##### Dataset excerpts #####

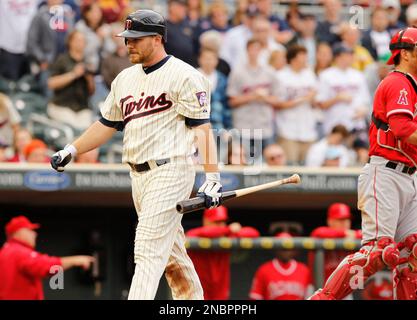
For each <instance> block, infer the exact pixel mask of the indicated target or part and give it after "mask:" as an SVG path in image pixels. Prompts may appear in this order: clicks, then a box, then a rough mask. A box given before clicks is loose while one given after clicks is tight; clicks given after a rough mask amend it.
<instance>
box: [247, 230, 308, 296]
mask: <svg viewBox="0 0 417 320" xmlns="http://www.w3.org/2000/svg"><path fill="white" fill-rule="evenodd" d="M275 237H276V238H280V239H282V238H291V235H290V234H289V233H286V232H281V233H278V234H277V235H276V236H275ZM295 254H296V252H295V251H294V250H282V251H277V253H276V258H275V259H273V260H272V261H268V262H266V263H264V264H263V265H261V266H260V267H259V269H258V270H257V271H256V274H255V277H254V279H253V282H252V288H251V290H250V293H249V297H250V299H252V300H304V299H305V298H306V297H308V295H310V294H311V293H312V292H313V285H312V278H311V274H310V270H309V269H308V267H307V266H306V265H305V264H304V263H301V262H298V261H296V260H295V259H294V256H295Z"/></svg>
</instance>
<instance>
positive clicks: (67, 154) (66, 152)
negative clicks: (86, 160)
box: [51, 144, 77, 172]
mask: <svg viewBox="0 0 417 320" xmlns="http://www.w3.org/2000/svg"><path fill="white" fill-rule="evenodd" d="M76 154H77V149H75V147H74V146H73V145H71V144H69V145H66V146H65V147H64V149H62V150H59V151H58V152H57V153H54V154H53V155H52V158H51V166H52V168H54V169H55V170H56V171H58V172H63V171H64V167H65V166H66V165H67V164H68V163H70V162H71V159H72V158H73V157H75V155H76Z"/></svg>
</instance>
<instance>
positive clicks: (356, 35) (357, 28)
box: [340, 22, 374, 71]
mask: <svg viewBox="0 0 417 320" xmlns="http://www.w3.org/2000/svg"><path fill="white" fill-rule="evenodd" d="M360 36H361V34H360V31H359V29H358V28H357V27H355V26H351V25H350V24H349V23H347V22H345V23H342V24H341V26H340V37H341V38H342V44H343V45H344V46H346V47H348V48H350V49H352V50H353V63H352V68H354V69H356V70H359V71H364V70H365V68H366V67H367V66H368V65H370V64H371V63H373V62H374V59H373V58H372V56H371V54H370V53H369V51H368V50H367V49H365V48H364V47H362V46H361V45H360V44H359V40H360Z"/></svg>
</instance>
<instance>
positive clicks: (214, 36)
mask: <svg viewBox="0 0 417 320" xmlns="http://www.w3.org/2000/svg"><path fill="white" fill-rule="evenodd" d="M221 45H222V37H221V34H220V33H219V32H218V31H215V30H210V31H206V32H204V33H203V34H201V36H200V48H206V49H209V50H212V51H214V52H216V53H217V56H218V60H219V63H218V64H217V67H216V69H217V70H218V71H220V72H221V73H222V74H224V75H225V76H226V77H228V76H229V74H230V66H229V64H228V63H227V62H226V61H225V60H224V59H222V58H220V57H219V52H220V47H221ZM200 50H201V49H200Z"/></svg>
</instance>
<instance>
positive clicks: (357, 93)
mask: <svg viewBox="0 0 417 320" xmlns="http://www.w3.org/2000/svg"><path fill="white" fill-rule="evenodd" d="M339 93H345V94H348V95H349V96H351V97H352V101H351V102H350V103H348V102H339V103H336V104H334V105H332V106H331V107H330V108H329V109H327V110H325V111H324V112H323V127H324V131H325V134H328V133H329V132H330V131H331V130H332V129H333V127H334V126H336V125H338V124H342V125H344V126H345V127H346V128H347V129H348V130H352V129H354V128H356V129H364V128H365V127H366V125H365V121H364V120H363V119H362V120H355V119H354V115H355V113H356V112H357V110H358V109H360V108H363V107H366V108H370V105H371V98H370V95H369V91H368V85H367V83H366V79H365V77H364V75H363V74H362V73H361V72H360V71H357V70H355V69H352V68H349V69H347V70H342V69H339V68H337V67H330V68H328V69H326V70H324V71H323V72H322V73H320V75H319V91H318V94H317V97H316V99H317V101H320V102H323V101H326V100H330V99H332V98H334V97H335V96H336V95H338V94H339Z"/></svg>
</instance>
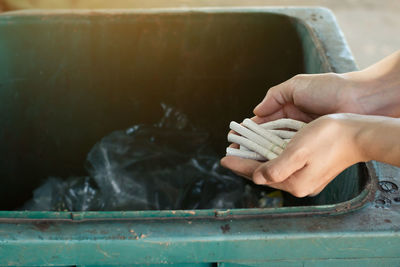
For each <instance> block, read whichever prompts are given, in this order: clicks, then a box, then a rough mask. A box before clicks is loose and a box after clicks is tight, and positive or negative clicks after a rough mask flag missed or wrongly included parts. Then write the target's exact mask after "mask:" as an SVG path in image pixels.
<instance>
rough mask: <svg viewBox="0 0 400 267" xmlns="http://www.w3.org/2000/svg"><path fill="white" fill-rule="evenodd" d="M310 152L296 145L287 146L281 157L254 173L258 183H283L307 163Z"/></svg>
mask: <svg viewBox="0 0 400 267" xmlns="http://www.w3.org/2000/svg"><path fill="white" fill-rule="evenodd" d="M307 154H308V152H307V151H306V150H305V149H303V148H301V147H300V148H296V146H291V147H287V148H286V149H285V150H284V151H283V152H282V154H281V155H279V157H277V158H275V159H273V160H271V161H268V162H266V163H264V164H262V165H261V166H260V167H258V168H257V169H256V170H255V171H254V174H253V182H254V183H256V184H264V185H268V184H274V183H281V182H283V181H284V180H286V179H287V178H289V177H290V176H291V175H292V174H294V173H295V172H297V171H298V170H301V169H302V168H304V167H305V166H306V164H307V159H308V156H307Z"/></svg>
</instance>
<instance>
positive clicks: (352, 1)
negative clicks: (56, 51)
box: [0, 0, 400, 68]
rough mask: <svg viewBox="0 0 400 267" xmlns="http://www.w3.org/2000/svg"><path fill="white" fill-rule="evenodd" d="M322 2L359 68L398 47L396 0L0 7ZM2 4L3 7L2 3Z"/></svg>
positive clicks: (208, 5)
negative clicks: (359, 67)
mask: <svg viewBox="0 0 400 267" xmlns="http://www.w3.org/2000/svg"><path fill="white" fill-rule="evenodd" d="M246 5H251V6H277V5H278V6H287V5H292V6H293V5H297V6H324V7H328V8H330V9H331V10H332V11H333V12H334V13H335V15H336V16H337V18H338V21H339V24H340V26H341V28H342V30H343V31H344V33H345V36H346V38H347V40H348V42H349V45H350V47H351V49H352V51H353V53H354V56H355V58H356V61H357V63H358V65H359V66H360V68H364V67H366V66H369V65H370V64H372V63H374V62H376V61H377V60H379V59H381V58H383V57H384V56H386V55H389V54H390V53H392V52H394V51H396V50H398V49H400V0H146V1H143V0H113V1H110V0H56V1H55V0H0V10H1V9H2V8H3V9H4V8H6V7H7V6H8V8H10V7H11V8H18V7H19V8H35V7H36V8H37V7H53V8H61V7H69V8H88V7H89V8H94V7H102V8H126V7H143V8H149V7H176V6H179V7H186V6H190V7H194V6H246ZM2 6H3V7H2Z"/></svg>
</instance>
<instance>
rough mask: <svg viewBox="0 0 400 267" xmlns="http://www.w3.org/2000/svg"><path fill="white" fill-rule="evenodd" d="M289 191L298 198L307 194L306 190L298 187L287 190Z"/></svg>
mask: <svg viewBox="0 0 400 267" xmlns="http://www.w3.org/2000/svg"><path fill="white" fill-rule="evenodd" d="M289 193H291V194H292V195H293V196H295V197H298V198H303V197H306V196H308V195H309V192H308V190H303V189H298V188H293V189H292V190H291V191H289Z"/></svg>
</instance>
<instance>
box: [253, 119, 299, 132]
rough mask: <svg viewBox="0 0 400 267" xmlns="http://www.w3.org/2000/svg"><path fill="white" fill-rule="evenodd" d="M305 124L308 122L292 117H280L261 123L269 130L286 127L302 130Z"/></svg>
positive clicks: (288, 128) (272, 129)
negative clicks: (287, 117)
mask: <svg viewBox="0 0 400 267" xmlns="http://www.w3.org/2000/svg"><path fill="white" fill-rule="evenodd" d="M305 125H306V123H304V122H302V121H297V120H292V119H280V120H276V121H270V122H266V123H263V124H260V126H261V127H262V128H264V129H267V130H275V129H284V128H288V129H293V130H300V129H301V128H302V127H304V126H305Z"/></svg>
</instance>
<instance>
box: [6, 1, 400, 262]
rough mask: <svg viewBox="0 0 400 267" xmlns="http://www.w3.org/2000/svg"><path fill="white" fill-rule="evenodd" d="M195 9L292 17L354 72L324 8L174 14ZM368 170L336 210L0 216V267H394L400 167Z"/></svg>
mask: <svg viewBox="0 0 400 267" xmlns="http://www.w3.org/2000/svg"><path fill="white" fill-rule="evenodd" d="M194 11H196V12H211V13H212V12H227V11H229V12H272V13H279V14H286V15H290V16H293V17H296V18H298V19H301V20H302V21H304V22H305V23H306V24H307V25H308V26H309V27H310V28H311V29H313V31H314V33H315V36H316V37H317V38H318V39H319V40H320V41H321V47H320V48H319V49H322V51H323V52H324V54H325V55H326V60H327V61H328V62H329V64H330V68H331V69H332V70H333V71H336V72H346V71H351V70H355V69H356V66H355V64H354V60H353V58H352V56H351V53H350V51H349V50H348V47H347V45H346V43H345V41H344V39H343V36H342V34H341V32H340V30H339V28H338V27H337V24H336V21H335V19H334V17H333V15H332V14H331V13H330V12H329V11H327V10H325V9H313V8H310V9H302V8H277V9H276V8H248V9H243V8H241V9H195V10H190V9H184V10H169V11H168V12H194ZM136 12H165V11H163V10H153V11H136ZM14 14H16V15H18V13H14ZM23 14H24V13H21V16H22V15H23ZM9 16H12V15H9ZM0 20H1V16H0ZM322 65H323V64H322ZM322 65H321V64H319V63H318V64H316V65H314V66H313V65H312V64H311V63H310V64H309V66H313V67H310V68H311V69H312V70H310V72H313V71H315V72H318V69H321V68H322V67H321V66H322ZM325 71H326V69H325ZM367 166H368V170H369V175H370V179H369V182H368V183H367V186H366V187H365V188H364V190H363V191H362V193H361V194H360V195H359V196H357V197H356V198H355V199H352V200H350V201H348V202H345V203H341V204H337V205H325V206H311V207H287V208H283V209H275V210H273V209H265V210H262V209H261V210H230V211H229V210H228V211H210V210H205V211H197V210H196V211H165V212H163V211H161V212H154V211H153V212H147V211H143V212H125V213H116V212H104V213H95V212H92V213H91V212H88V213H69V212H60V213H55V212H53V213H50V212H37V213H29V214H28V213H26V212H19V213H16V212H12V213H10V212H8V213H7V212H0V217H2V218H3V219H2V220H1V223H0V265H20V266H27V265H31V266H32V265H111V264H126V265H130V264H147V263H148V264H151V263H153V264H159V263H172V264H178V263H188V264H189V265H188V266H194V265H192V264H194V263H205V264H207V263H212V262H214V263H215V262H218V263H220V266H298V265H299V264H302V266H336V265H338V264H343V265H348V264H351V265H354V266H368V264H369V265H370V266H372V265H374V264H377V263H379V264H380V265H382V266H385V263H387V264H388V265H391V266H393V265H398V264H399V257H400V253H399V252H400V249H399V247H400V192H399V190H398V188H399V186H400V175H399V169H398V168H395V167H393V166H388V165H384V164H381V163H377V162H371V163H368V164H367ZM99 218H102V219H101V220H100V219H99ZM267 262H269V263H267ZM268 264H269V265H268Z"/></svg>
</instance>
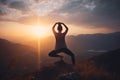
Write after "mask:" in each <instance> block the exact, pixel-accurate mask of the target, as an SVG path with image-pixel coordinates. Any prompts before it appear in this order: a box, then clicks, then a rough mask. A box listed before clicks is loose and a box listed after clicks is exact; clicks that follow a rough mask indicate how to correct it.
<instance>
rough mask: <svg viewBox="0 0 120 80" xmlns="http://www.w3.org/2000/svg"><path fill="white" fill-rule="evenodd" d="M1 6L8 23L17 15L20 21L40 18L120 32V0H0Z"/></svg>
mask: <svg viewBox="0 0 120 80" xmlns="http://www.w3.org/2000/svg"><path fill="white" fill-rule="evenodd" d="M0 4H1V5H0V19H1V16H3V15H6V17H5V16H4V17H3V18H4V20H5V19H7V18H8V16H7V15H9V16H12V17H13V16H14V15H16V16H14V18H16V19H15V20H17V19H18V21H19V19H21V18H22V19H24V17H26V16H34V15H37V16H44V17H46V18H48V19H52V20H53V22H54V21H58V20H59V21H64V22H67V23H69V24H72V25H76V26H80V27H82V26H84V27H88V28H99V27H105V28H111V29H116V30H118V29H120V28H119V26H120V10H119V5H120V1H119V0H57V1H56V0H44V1H43V0H29V1H27V0H0ZM3 8H4V10H3ZM16 12H17V13H16ZM3 18H2V19H3ZM9 20H10V17H9ZM11 20H13V18H11Z"/></svg>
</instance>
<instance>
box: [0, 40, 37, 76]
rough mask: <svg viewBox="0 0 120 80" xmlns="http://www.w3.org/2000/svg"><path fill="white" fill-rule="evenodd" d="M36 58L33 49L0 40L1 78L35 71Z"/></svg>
mask: <svg viewBox="0 0 120 80" xmlns="http://www.w3.org/2000/svg"><path fill="white" fill-rule="evenodd" d="M36 57H37V54H36V52H35V51H34V50H33V49H32V48H31V47H28V46H24V45H21V44H16V43H14V42H10V41H8V40H5V39H0V77H3V76H6V75H8V74H11V75H12V74H13V75H15V74H24V73H27V72H30V71H33V70H35V68H36V62H37V58H36Z"/></svg>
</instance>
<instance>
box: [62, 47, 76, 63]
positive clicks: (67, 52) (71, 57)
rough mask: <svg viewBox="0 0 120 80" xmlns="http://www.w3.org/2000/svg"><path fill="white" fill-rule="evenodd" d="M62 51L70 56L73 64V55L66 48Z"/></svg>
mask: <svg viewBox="0 0 120 80" xmlns="http://www.w3.org/2000/svg"><path fill="white" fill-rule="evenodd" d="M62 51H63V52H65V53H66V54H67V55H69V56H71V59H72V63H73V64H75V55H74V54H73V53H72V52H71V51H70V50H69V49H67V48H63V49H62Z"/></svg>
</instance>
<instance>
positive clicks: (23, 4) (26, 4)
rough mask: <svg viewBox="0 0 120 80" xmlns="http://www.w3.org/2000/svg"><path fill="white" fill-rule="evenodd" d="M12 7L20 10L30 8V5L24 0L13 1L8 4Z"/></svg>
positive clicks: (18, 9) (11, 7)
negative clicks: (28, 6)
mask: <svg viewBox="0 0 120 80" xmlns="http://www.w3.org/2000/svg"><path fill="white" fill-rule="evenodd" d="M8 6H9V7H10V8H14V9H18V10H24V11H25V10H28V9H29V8H28V5H27V4H26V3H25V2H24V1H13V2H11V3H10V4H9V5H8Z"/></svg>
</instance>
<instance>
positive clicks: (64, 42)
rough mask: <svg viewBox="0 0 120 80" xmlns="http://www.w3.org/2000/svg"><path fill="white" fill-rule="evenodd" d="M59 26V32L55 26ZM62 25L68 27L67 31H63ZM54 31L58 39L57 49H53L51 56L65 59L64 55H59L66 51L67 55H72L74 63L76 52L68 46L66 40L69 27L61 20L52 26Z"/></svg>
mask: <svg viewBox="0 0 120 80" xmlns="http://www.w3.org/2000/svg"><path fill="white" fill-rule="evenodd" d="M56 25H58V26H57V30H58V31H57V32H56V31H55V26H56ZM62 25H63V26H64V27H65V28H66V30H65V32H63V33H62V30H63V29H62ZM52 31H53V33H54V36H55V39H56V45H55V50H53V51H51V52H50V53H49V56H50V57H60V58H61V60H63V56H61V55H58V54H59V53H61V52H64V53H66V54H67V55H69V56H71V59H72V63H73V64H75V56H74V54H73V53H72V52H71V51H70V50H69V49H68V48H67V46H66V42H65V36H66V34H67V32H68V27H67V26H66V25H65V24H64V23H61V22H57V23H55V25H54V26H53V28H52Z"/></svg>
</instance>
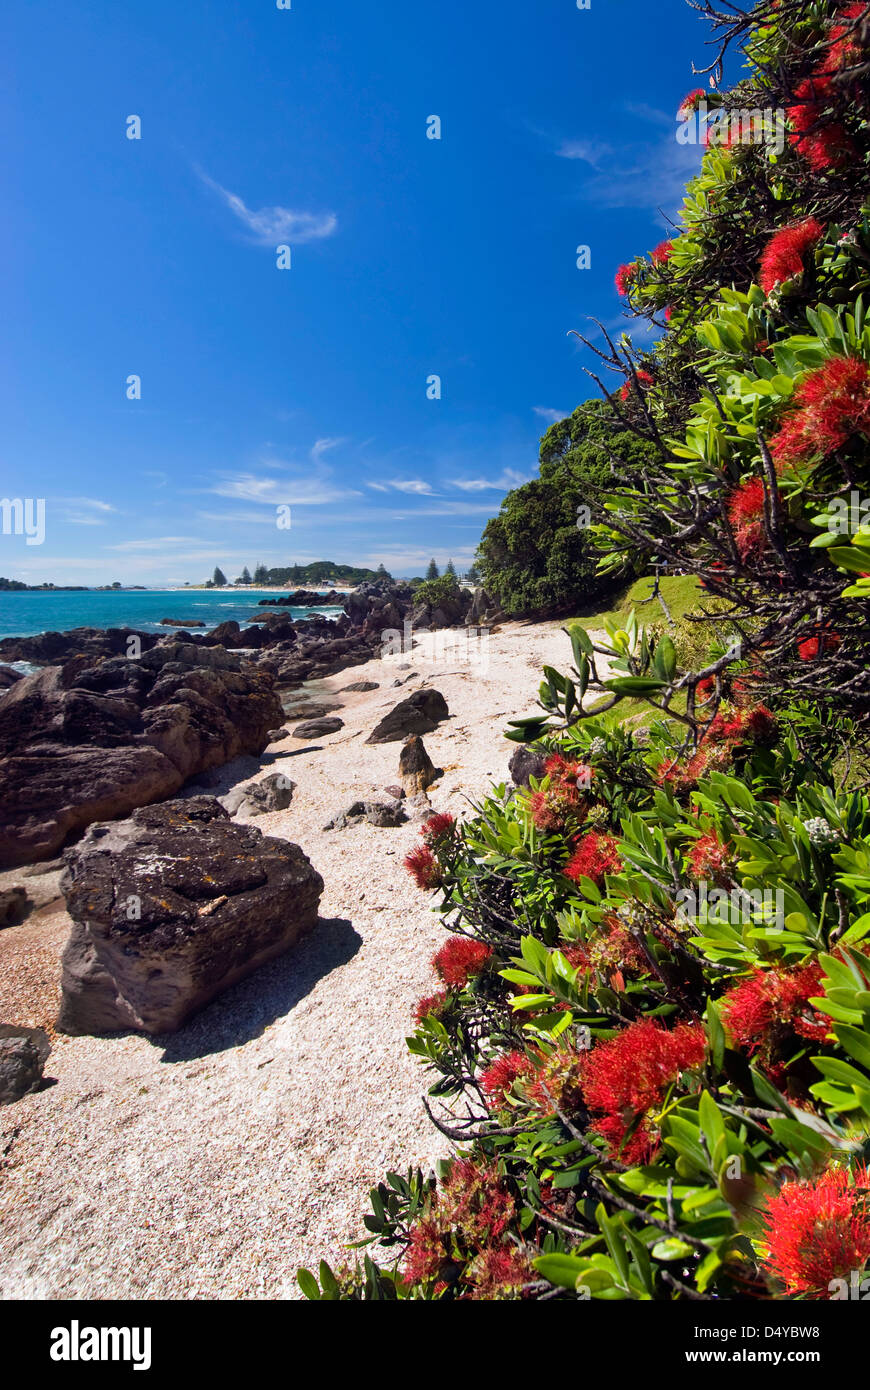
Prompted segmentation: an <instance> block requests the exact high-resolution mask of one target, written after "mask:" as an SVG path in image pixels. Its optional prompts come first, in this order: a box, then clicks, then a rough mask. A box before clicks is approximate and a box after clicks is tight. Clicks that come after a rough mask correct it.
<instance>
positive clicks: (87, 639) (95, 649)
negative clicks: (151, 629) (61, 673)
mask: <svg viewBox="0 0 870 1390" xmlns="http://www.w3.org/2000/svg"><path fill="white" fill-rule="evenodd" d="M131 638H132V639H133V642H135V644H138V646H135V649H136V651H140V652H150V651H151V648H153V646H156V645H157V644H158V642H164V641H167V638H165V637H160V635H158V634H157V632H135V631H133V628H132V627H108V628H100V627H74V628H71V630H69V631H68V632H38V634H36V635H35V637H4V638H3V641H0V660H4V662H33V663H35V664H38V666H40V664H53V663H63V662H69V660H72V659H74V657H78V656H90V657H95V659H96V657H108V656H126V655H128V653H129V652H131Z"/></svg>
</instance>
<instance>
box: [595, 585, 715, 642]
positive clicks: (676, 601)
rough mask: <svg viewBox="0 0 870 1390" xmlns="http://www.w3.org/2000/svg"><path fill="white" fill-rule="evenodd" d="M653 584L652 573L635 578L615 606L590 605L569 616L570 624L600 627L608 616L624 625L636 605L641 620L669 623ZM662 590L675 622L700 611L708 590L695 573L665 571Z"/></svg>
mask: <svg viewBox="0 0 870 1390" xmlns="http://www.w3.org/2000/svg"><path fill="white" fill-rule="evenodd" d="M653 587H655V580H653V578H652V577H650V575H645V577H643V578H641V580H635V581H634V584H630V585H628V588H625V589H623V592H621V594H620V596H618V598H617V599H616V600H614V603H613V607H609V609H589V610H588V612H585V613H578V614H577V617H573V619H570V620H568V626H570V624H571V623H578V624H580V626H581V627H585V628H586V630H589V628H600V627H603V626H605V619H610V621H612V623H618V624H620V626H621V624H623V623H624V621H625V619H627V617H628V614H630V613H631V610H632V607H634V609H637V610H638V621H639V623H643V624H649V623H666V621H667V613H666V612H664V607H663V606H662V603H660V602H659V599H657V598H655V599H652V602H649V600H650V596H652V592H653ZM659 592H660V594H662V598H663V599H664V602H666V603H667V607H668V609H670V614H671V617H673V620H674V623H680V620H681V619H684V617H685V616H687V613H696V612H699V610H700V605H702V602H703V599H705V592H703V589H702V588H700V584H699V582H698V580H696V578H695V575H692V574H664V575H663V577H662V578H660V580H659ZM645 600H646V602H645Z"/></svg>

#####

→ What to do: Which rows above contain the word "that"? Pick out each one and copy it in full.

→ Exercise solution:
Write after "mask:" in each <instance> block the exact, pixel-accurate mask of the target, as an SVG path with image-pixel coordinates. Any prompts before it appear in this order: a box, then clicks, then a rough mask. A box listed before clicks is loose and a box listed after clicks is exact; clicks that follow a rough mask indicate how to correct it.
Prompted segmentation: an <instance> block requests the exact high-resolution mask of one target, written after "mask:" as an SVG path in image pixels. Its optional prompts come first, in this order: a box, then clicks, then a rough mask. A box before clicks is approximate and a box after clicks is tight. Clicks that come after a rough mask correct it.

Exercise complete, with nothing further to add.